● **TASK DETAILS**
Recast the lines starting at the one containing "Presence check — is there any storefront" and ending at the one containing "579 924 615 1016" as a JSON list of strings, one string per line, with blank lines left out.

● **Rows of box annotation data**
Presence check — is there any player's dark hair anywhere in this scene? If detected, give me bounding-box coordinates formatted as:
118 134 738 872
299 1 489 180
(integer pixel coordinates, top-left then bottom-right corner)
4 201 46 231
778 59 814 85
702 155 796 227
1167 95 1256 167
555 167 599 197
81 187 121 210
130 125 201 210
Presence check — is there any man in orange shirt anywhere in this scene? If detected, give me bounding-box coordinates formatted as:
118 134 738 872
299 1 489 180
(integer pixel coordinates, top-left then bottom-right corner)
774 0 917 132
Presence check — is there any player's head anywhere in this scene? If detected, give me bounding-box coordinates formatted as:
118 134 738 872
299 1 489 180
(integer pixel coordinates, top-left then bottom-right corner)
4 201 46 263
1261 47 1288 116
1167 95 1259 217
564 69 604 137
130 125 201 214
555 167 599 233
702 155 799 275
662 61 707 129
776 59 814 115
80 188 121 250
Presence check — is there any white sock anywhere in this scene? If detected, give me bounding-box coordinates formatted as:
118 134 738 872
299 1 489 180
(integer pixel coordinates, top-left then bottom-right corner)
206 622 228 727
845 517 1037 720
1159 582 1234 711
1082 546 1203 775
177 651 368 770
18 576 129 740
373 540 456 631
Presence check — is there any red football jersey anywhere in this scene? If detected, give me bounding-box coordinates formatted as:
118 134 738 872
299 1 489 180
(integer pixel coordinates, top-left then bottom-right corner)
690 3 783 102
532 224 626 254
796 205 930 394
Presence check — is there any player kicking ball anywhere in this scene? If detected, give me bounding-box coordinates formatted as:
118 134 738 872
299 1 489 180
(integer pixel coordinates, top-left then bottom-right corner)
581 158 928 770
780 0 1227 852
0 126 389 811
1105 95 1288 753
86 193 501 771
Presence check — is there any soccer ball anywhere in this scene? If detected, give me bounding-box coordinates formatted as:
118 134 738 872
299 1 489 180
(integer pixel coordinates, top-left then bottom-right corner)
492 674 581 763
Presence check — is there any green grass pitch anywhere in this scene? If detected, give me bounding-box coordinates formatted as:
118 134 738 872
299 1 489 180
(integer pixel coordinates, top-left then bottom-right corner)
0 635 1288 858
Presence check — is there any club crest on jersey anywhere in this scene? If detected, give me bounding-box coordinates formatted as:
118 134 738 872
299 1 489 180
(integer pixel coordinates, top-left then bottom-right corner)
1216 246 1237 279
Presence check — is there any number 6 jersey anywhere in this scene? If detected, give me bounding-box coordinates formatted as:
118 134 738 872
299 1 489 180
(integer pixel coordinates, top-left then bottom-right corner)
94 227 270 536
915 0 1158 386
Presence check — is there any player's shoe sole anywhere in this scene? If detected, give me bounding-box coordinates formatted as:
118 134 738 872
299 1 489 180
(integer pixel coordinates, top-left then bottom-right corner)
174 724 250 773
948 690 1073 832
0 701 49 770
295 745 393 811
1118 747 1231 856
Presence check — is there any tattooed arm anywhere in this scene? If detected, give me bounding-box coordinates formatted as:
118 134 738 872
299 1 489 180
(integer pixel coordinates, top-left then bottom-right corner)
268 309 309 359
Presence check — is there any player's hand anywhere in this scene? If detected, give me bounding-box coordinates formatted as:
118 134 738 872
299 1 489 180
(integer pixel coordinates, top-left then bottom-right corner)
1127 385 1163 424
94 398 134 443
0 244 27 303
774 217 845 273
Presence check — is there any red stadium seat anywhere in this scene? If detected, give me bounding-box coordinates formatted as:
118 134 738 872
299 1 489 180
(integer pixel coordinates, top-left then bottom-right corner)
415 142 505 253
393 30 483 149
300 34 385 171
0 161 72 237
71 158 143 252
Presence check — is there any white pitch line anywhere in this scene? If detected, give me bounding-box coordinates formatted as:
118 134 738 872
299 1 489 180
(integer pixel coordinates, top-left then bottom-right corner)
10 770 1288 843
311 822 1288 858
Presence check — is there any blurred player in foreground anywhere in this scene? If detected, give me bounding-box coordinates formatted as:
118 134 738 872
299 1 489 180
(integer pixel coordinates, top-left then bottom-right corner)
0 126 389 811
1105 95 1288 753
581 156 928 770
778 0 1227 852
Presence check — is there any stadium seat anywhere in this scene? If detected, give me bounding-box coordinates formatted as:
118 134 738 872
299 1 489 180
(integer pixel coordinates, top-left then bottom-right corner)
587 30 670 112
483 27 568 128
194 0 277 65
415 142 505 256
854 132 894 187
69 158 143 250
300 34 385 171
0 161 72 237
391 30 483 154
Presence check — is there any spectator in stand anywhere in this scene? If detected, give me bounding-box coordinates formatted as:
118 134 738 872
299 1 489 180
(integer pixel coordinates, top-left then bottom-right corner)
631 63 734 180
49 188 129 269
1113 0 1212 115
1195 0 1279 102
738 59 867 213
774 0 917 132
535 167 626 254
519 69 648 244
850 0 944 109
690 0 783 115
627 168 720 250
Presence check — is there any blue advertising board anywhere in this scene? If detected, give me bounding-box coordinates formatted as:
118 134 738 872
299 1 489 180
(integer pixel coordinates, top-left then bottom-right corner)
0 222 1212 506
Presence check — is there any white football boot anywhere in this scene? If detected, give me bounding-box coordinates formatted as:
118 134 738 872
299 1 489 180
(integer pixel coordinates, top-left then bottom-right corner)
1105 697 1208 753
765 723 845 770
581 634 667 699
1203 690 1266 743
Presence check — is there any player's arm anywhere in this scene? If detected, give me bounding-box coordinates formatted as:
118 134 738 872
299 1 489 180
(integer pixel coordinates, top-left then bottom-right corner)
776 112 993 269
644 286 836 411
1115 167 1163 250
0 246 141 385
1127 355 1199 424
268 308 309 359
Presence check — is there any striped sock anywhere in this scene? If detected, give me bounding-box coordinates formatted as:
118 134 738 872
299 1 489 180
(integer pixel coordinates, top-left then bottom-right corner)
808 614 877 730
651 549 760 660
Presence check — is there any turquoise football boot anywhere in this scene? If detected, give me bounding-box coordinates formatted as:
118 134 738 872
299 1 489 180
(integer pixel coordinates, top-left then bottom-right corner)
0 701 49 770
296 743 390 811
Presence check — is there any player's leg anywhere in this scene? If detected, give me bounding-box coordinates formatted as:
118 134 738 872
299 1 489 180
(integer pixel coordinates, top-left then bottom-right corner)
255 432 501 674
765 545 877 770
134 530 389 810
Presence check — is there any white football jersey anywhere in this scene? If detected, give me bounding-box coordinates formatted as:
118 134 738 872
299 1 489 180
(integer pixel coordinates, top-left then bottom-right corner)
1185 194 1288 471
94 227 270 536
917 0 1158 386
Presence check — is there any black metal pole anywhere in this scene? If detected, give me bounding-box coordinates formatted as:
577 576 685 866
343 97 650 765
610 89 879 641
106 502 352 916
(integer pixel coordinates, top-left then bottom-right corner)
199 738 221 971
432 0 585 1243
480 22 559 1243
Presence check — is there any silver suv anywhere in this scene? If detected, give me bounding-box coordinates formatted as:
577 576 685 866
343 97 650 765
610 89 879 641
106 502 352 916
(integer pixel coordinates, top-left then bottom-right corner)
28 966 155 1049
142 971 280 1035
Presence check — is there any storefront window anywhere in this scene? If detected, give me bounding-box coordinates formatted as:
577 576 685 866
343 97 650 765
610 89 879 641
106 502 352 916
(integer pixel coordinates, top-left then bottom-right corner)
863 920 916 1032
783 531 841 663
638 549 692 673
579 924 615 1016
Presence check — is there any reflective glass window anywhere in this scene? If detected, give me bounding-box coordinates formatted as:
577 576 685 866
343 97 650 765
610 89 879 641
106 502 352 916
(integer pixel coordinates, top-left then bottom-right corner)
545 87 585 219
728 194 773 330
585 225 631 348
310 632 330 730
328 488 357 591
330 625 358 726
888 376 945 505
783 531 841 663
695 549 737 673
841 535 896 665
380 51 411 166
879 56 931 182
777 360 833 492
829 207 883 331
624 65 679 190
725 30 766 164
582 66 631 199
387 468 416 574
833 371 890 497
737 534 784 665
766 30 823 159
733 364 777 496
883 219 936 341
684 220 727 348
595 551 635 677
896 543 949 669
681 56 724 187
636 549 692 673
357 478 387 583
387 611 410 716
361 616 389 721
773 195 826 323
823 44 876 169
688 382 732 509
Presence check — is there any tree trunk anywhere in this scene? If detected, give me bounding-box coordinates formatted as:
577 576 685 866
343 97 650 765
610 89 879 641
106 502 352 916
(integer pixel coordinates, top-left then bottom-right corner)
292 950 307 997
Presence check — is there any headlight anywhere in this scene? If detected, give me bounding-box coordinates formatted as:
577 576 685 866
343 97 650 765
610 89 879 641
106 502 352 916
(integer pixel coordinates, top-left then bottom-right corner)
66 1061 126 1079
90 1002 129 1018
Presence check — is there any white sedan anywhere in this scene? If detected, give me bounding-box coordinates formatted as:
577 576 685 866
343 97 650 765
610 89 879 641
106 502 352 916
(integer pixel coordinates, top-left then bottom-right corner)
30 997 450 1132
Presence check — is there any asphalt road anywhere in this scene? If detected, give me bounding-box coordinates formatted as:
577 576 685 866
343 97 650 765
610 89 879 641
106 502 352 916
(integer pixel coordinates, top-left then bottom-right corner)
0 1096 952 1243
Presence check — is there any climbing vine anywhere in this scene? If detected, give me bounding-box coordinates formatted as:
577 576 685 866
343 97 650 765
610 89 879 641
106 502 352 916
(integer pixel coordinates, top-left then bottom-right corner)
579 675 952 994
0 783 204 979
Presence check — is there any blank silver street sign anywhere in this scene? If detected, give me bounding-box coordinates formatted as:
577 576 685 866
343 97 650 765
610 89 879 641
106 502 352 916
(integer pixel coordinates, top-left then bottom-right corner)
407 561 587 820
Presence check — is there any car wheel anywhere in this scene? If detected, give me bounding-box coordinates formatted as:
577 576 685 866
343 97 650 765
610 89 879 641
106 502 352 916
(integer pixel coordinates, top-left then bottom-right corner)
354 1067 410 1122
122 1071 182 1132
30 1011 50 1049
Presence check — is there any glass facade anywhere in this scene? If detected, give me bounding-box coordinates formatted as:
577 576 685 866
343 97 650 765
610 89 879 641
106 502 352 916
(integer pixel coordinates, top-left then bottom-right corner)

● **CORRECT ANSWER**
[
  "Presence check — is there any storefront window anywhere in this scene? If detected, give me bounding-box coordinates formatted as:",
  "577 576 685 866",
  "343 97 650 765",
  "610 89 879 641",
  "106 502 352 916",
  "(integer pixel coordinates, top-left then bottom-right corner)",
  "863 920 916 1032",
  "783 531 841 663",
  "638 549 692 673",
  "579 924 615 1016"
]